WHAT TO PRODUCE: Leave out the images; return the rest of the data exactly.

EXCERPTED DATA:
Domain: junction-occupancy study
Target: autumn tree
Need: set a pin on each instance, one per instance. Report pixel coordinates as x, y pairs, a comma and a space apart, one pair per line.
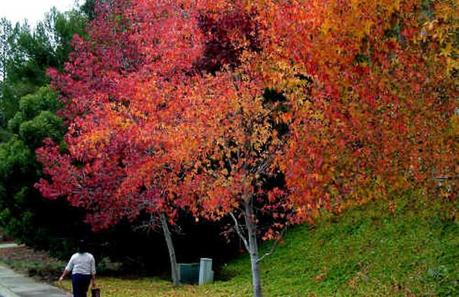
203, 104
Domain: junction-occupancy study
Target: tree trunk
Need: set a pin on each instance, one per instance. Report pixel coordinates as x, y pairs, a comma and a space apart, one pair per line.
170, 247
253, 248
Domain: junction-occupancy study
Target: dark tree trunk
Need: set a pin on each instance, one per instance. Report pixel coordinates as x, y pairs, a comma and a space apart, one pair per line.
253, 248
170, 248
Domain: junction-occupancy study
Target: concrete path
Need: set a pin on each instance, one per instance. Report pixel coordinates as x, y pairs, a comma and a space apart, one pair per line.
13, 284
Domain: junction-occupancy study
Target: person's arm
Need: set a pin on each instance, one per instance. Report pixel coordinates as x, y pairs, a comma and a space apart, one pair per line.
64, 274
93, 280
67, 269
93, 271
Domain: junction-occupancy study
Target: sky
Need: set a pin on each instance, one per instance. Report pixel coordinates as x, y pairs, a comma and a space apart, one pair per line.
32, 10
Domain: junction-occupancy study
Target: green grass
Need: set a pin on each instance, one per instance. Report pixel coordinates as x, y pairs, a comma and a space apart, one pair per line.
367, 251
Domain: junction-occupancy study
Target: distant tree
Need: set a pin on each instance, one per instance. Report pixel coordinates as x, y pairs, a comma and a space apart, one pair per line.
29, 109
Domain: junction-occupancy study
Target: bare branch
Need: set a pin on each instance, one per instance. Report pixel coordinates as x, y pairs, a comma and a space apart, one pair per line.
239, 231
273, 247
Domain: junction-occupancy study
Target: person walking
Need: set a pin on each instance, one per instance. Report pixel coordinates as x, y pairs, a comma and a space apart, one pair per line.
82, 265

RESPONSE TO THIS EXERCISE:
Domain: junction-occupancy study
Target: autumn tree
Need: set a pin on each instance, one per instance. Report pixel coordinates as x, y pairs, a comma and a space apart, one pair per line.
203, 104
Domain: junction-occupancy study
Target: tree trunk
Need: set a pin on each instance, one per instance. Report pixel coordinates as x, y pairs, a comma and a space apart, one pair per line.
170, 247
253, 248
Domain: junction-occupancy study
Target: dark tree trunk
Need: set a pin on each instance, one per instance. Report pixel coordinates as x, y pairs, a comma and a space apart, one pair per line.
253, 248
170, 248
Domain: junction-occupancy study
Target: concrete path
Need: set a pin on each instance, one per instance. Report pixel coordinates as x, y pairs, a comma and a space apart, one pair per line.
13, 284
Domain: junction-occupancy study
Target: person's arm
Need: set a pin on each instance, one per instance. Report pixel coordinates as x, y pairs, a comma and a space apart, one pair per line.
64, 274
93, 280
67, 269
93, 271
Domain: junction-occupancy study
Target: sky
Need: set a pin on each instance, one per instance. Report pixel coordinates as x, y pairs, a comma and a space apart, one pair per line.
32, 10
Domain: junction-occupancy study
Target: green grass
Need: set a pin on each instance, one per instance. Report pixel coordinates as x, y pairs, a comma and a space apart, one pair per line.
367, 251
Domain: junction-occupancy study
Target: distant tree
Need: set a pin on each instance, one per instance. Report pixel coordinates as x, y pairs, a comma and a space apart, one pair per line.
29, 109
Domain: junction-occupancy study
Target: bare branch
Need: set a pin on each instance, one per instance. Report pixel coordinates as x, y pairs, a comma and a space apart, one pair per line.
239, 231
273, 247
Domain: junction-occupancy study
Target: person walking
Need: set a pin on each instance, one per instance. Report pixel coordinates as x, y pairs, a comma and a space apart, one pair per line.
82, 265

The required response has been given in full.